** Opening Records for the exercise block **

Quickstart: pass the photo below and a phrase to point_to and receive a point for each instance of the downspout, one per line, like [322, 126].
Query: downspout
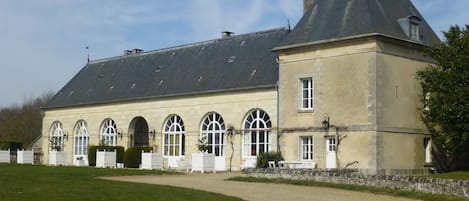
[278, 115]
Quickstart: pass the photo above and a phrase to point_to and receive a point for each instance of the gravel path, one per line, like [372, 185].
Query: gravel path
[256, 191]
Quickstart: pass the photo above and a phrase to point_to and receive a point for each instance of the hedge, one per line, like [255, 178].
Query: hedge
[133, 156]
[92, 153]
[264, 158]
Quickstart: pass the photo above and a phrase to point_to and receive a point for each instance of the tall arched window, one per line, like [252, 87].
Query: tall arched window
[81, 139]
[213, 132]
[173, 140]
[57, 136]
[257, 138]
[109, 132]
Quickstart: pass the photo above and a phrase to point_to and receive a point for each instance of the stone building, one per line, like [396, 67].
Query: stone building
[337, 91]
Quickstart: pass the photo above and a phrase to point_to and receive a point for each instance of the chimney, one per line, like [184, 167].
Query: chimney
[227, 34]
[306, 5]
[133, 51]
[137, 51]
[127, 52]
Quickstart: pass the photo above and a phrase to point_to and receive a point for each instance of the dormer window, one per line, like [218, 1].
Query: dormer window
[410, 26]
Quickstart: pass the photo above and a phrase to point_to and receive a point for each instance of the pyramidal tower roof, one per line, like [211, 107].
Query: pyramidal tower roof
[327, 20]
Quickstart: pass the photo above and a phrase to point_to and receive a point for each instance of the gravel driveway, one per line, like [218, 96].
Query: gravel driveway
[255, 191]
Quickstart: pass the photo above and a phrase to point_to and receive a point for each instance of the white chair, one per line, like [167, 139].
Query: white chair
[271, 164]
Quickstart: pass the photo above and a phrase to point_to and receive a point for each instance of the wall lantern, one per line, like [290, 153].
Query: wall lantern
[326, 122]
[230, 130]
[152, 133]
[65, 135]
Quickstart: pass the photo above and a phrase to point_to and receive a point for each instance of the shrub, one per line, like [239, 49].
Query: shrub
[133, 156]
[92, 153]
[12, 145]
[264, 158]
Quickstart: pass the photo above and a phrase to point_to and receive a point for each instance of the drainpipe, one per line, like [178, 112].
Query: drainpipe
[278, 115]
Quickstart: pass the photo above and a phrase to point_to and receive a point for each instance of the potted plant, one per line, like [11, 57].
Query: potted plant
[203, 161]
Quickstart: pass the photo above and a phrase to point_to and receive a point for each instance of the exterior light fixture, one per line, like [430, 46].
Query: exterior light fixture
[65, 135]
[230, 130]
[119, 133]
[152, 133]
[326, 122]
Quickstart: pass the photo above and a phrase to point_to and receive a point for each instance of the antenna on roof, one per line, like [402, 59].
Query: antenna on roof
[88, 52]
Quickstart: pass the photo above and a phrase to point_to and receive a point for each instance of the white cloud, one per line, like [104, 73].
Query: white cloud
[43, 42]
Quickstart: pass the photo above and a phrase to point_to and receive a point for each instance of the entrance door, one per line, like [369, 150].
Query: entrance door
[331, 155]
[218, 149]
[140, 130]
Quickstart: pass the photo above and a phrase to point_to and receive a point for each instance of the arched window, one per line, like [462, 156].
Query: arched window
[173, 140]
[257, 138]
[213, 133]
[109, 132]
[57, 136]
[81, 139]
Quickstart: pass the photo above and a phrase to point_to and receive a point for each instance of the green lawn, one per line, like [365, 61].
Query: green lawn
[383, 191]
[28, 182]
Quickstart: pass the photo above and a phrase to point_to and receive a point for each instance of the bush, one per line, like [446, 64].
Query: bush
[13, 146]
[133, 156]
[92, 153]
[264, 158]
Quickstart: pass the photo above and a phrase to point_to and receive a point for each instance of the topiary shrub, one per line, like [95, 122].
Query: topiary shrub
[264, 158]
[133, 156]
[92, 153]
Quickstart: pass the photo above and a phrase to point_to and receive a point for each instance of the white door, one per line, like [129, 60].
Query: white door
[331, 155]
[219, 151]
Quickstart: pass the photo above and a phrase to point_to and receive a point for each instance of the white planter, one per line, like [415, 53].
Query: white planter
[25, 157]
[57, 158]
[151, 161]
[106, 159]
[203, 162]
[5, 156]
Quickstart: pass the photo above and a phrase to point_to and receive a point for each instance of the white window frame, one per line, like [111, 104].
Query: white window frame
[306, 94]
[109, 132]
[173, 137]
[57, 136]
[81, 138]
[258, 125]
[307, 148]
[213, 129]
[427, 145]
[414, 31]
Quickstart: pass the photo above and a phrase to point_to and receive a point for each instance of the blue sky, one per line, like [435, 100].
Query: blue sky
[43, 42]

** Closing Records for the exercise block **

Your answer must be an exact copy of the records, with no pictures in it.

Written answer:
Quickstart: pass the photo below and a phrase to point_to and receive a point for each instance of the downspout, one per line, like [322, 126].
Query: downspout
[278, 115]
Quickstart: pass the photo above and a phrase to point_to and receive a point for each instance of the gravel path, one per line, like [372, 185].
Query: gravel path
[256, 191]
Quickstart: pass the photo above and a phrase to point_to and receive a point for each instance of the hedge, one per line, like [255, 178].
Query: hedge
[133, 156]
[92, 153]
[264, 158]
Quickstart: pass the photo above and a phrase to point_to and receive a point for each instance of the tall arched window, one per line, like [252, 87].
Query: tall arched window
[81, 139]
[213, 132]
[173, 140]
[57, 136]
[257, 138]
[109, 132]
Quickstart: pass the photo above and a phrase to point_to and receive a point for each instance of the stone building, one per line, like [396, 67].
Query: stone building
[337, 91]
Quickstart: pass the photo above and a phrase to point_to and receive a point for each instance of the chimney, one per line, like [184, 167].
Query: chimney
[227, 34]
[306, 5]
[133, 51]
[137, 51]
[127, 52]
Quickstart: pass the photo above and a phrase to point_to and receive a point for each instance of the dormer window, one per line, like [218, 1].
Query: dormer window
[410, 26]
Quickstart: pass the photo above and a phrase to point_to and receive a point for each instance of the pyramidal tower roof, one per line, like [211, 107].
Query: pyramidal tower roof
[327, 20]
Quickstart: pass the photo above and a phrase to point_to and receive a point for each instance of the gravel driveway, one per line, like [218, 96].
Query: gravel driveway
[255, 191]
Quickstart: pass the photo above and a phrase to point_to and receive a point for each instance of the white chair, one per line, like [167, 139].
Query: white chair
[271, 164]
Quickstart: pass the photo above and a phrase to point_to and receive a point for each instance of the wall lantern, one per line, like [290, 153].
Query: wall lantern
[326, 122]
[230, 130]
[152, 133]
[65, 135]
Quickstart: pass the photo above and a phrase to point_to and receive a point for each instance of the shrub, one per line, like [239, 49].
Query: shrub
[133, 156]
[92, 153]
[12, 145]
[264, 158]
Quickstart: pass the photo above and a phrase to point_to and receive a point for each instance of the drainpipe, one per line, like [178, 112].
Query: drainpipe
[278, 115]
Quickstart: pass the photo above and a phrase to point_to and receive a point for each instance of the potted plant, one per line, like [11, 57].
Query: potted plant
[203, 161]
Quickstart: pass the photo above and a phrase to point_to and receive a point for each instance of the exterior light fixture, one per line, like [430, 46].
Query: exterior light fixture
[65, 135]
[230, 130]
[119, 133]
[152, 133]
[326, 122]
Quickstart: pass the photo above and a phrase to point_to and receive a point for each instance of the antenna on roof, one per line, like [402, 59].
Query: antenna on roof
[88, 52]
Quickstart: pass the photo above and a phrase to point_to and receive a point for each instance of the white cloud, one per line, like [104, 73].
Query: white cloud
[43, 42]
Quickstart: pass the photo above and a phrase to point_to and receive a point for each instance of the entrance door, one per line, like [369, 150].
Query: entrance door
[331, 155]
[218, 149]
[140, 130]
Quickstart: pass the photo above and a phrase to point_to and receive a point for each instance of the arched window, one per line, like [462, 156].
Query: arched window
[173, 140]
[257, 138]
[213, 133]
[109, 132]
[57, 136]
[81, 139]
Quickstart: pass the photo above and a phrase to point_to and receive a point for each instance of the green lawn, one per line, like [365, 61].
Query: green lawn
[383, 191]
[28, 182]
Quickstart: pass the photo above and a phrase to point_to and receive a point for each instance of the bush, one per line, like [446, 64].
Query: bush
[13, 146]
[133, 156]
[92, 153]
[264, 158]
Quickstart: pass the photo above and a phrase to point_to and receive a point for each instance of the topiary shrub, one per line, like [95, 122].
Query: topiary shrub
[264, 158]
[133, 156]
[92, 153]
Quickstart: pass the photo above and a phrase to point_to and receive a point for each instance of the white door, one per line, like [129, 60].
Query: white door
[331, 155]
[219, 151]
Quickstart: pass the photo above and a phrase to point_to and receive a point for each instance of the white planter, one per line, like [415, 53].
Query: white planter
[25, 157]
[57, 158]
[151, 161]
[106, 159]
[203, 162]
[5, 156]
Quickstart: pass the photo above and a phrase to point_to and receive a point for each instance of the white window frame, one per line, like [111, 104].
Query: white window frame
[306, 94]
[109, 132]
[173, 137]
[57, 136]
[81, 138]
[258, 125]
[307, 148]
[213, 129]
[427, 145]
[414, 31]
Quickstart: pass the photo above and a phrase to point_to and receive a point for each instance of the blue sky, one per line, like [435, 100].
Query: blue sky
[43, 42]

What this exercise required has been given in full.